In v13, the verb translated “we supposed” comes from a Greek expression that connotes something like “normally” or “usually.” They seem to have supposed what they supposed because of what was usual.

The word translated “a place of prayer” seems to be translated simply “prayer” everywhere else in the New Testament. Why the translators think this particular instance of prayer needs to be designated a “place,” rather than simply “prayer,” like a prayer meeting, is unclear to me.

The missionaries “sat down and spoke to the women who were gathered there.” I am intensely curious about what this actually refers to. I wonder whether only women were gathered there. Or were there men and women praying, but separately [as happens all the time nowadays, for instance, at the western wall in Jerusalem]. I wondere what the reaction to the missionaries’ behavior would have been. How normal or abnormal, how intrusive or friendly, would this action have seemed?

I venture to suggest that we don’t actually know the answers to those questions. The scene we imagine in our heads, once again, seems to have more to do with what is already in our heads than what “probably was” or “must have been” happening in Philippi in the year 50 CE or so.

But here’s something the text actually tells us directly: “The Lord” – that is, Jesus – “opened the heart” of this certain woman, named Lydia, who was a dealer in purple and was a worshipper of God.

We are reasonably sure that “a worshipper of God” means she was one of the “God-fearers,” a Gentile who had come to worship the God of Israel.

Luke likes this word “opened.” In telling the story of Jesus’s resurrection appearances (Luke 24), Jesus opens the eyes of the disciples by breaking bread, after Jesus had opened the scriptures to them on the road, and then Jesus later opens the other disciples’ minds to understand scripture. Opening is the kind of thing the Lord does, although Paul also opens scripture (Acts 17:3).

This opening seems like something the author wants us to pay attention to.

Given instruction 1 - Write out every entry of labeled points below, keeping each line word for word.
These entries are unrelated to the commentary on Lydia.

Records of labeled points:
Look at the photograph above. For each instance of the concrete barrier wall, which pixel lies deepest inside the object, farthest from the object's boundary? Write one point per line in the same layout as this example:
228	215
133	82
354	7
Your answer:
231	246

Given instruction 2 - Reproduce the commentary on Lydia above in full, word for word.

Full output 1 -
Look at the photograph above. For each instance of the concrete barrier wall, which pixel lies deepest inside the object, farthest from the object's boundary? Write one point per line in the same layout as this example:
228	215
133	82
354	7
Your answer:
231	246

Full output 2 -
In v13, the verb translated “we supposed” comes from a Greek expression that connotes something like “normally” or “usually.” They seem to have supposed what they supposed because of what was usual.

The word translated “a place of prayer” seems to be translated simply “prayer” everywhere else in the New Testament. Why the translators think this particular instance of prayer needs to be designated a “place,” rather than simply “prayer,” like a prayer meeting, is unclear to me.

The missionaries “sat down and spoke to the women who were gathered there.” I am intensely curious about what this actually refers to. I wonder whether only women were gathered there. Or were there men and women praying, but separately [as happens all the time nowadays, for instance, at the western wall in Jerusalem]. I wondere what the reaction to the missionaries’ behavior would have been. How normal or abnormal, how intrusive or friendly, would this action have seemed?

I venture to suggest that we don’t actually know the answers to those questions. The scene we imagine in our heads, once again, seems to have more to do with what is already in our heads than what “probably was” or “must have been” happening in Philippi in the year 50 CE or so.

But here’s something the text actually tells us directly: “The Lord” – that is, Jesus – “opened the heart” of this certain woman, named Lydia, who was a dealer in purple and was a worshipper of God.

We are reasonably sure that “a worshipper of God” means she was one of the “God-fearers,” a Gentile who had come to worship the God of Israel.

Luke likes this word “opened.” In telling the story of Jesus’s resurrection appearances (Luke 24), Jesus opens the eyes of the disciples by breaking bread, after Jesus had opened the scriptures to them on the road, and then Jesus later opens the other disciples’ minds to understand scripture. Opening is the kind of thing the Lord does, although Paul also opens scripture (Acts 17:3).

This opening seems like something the author wants us to pay attention to.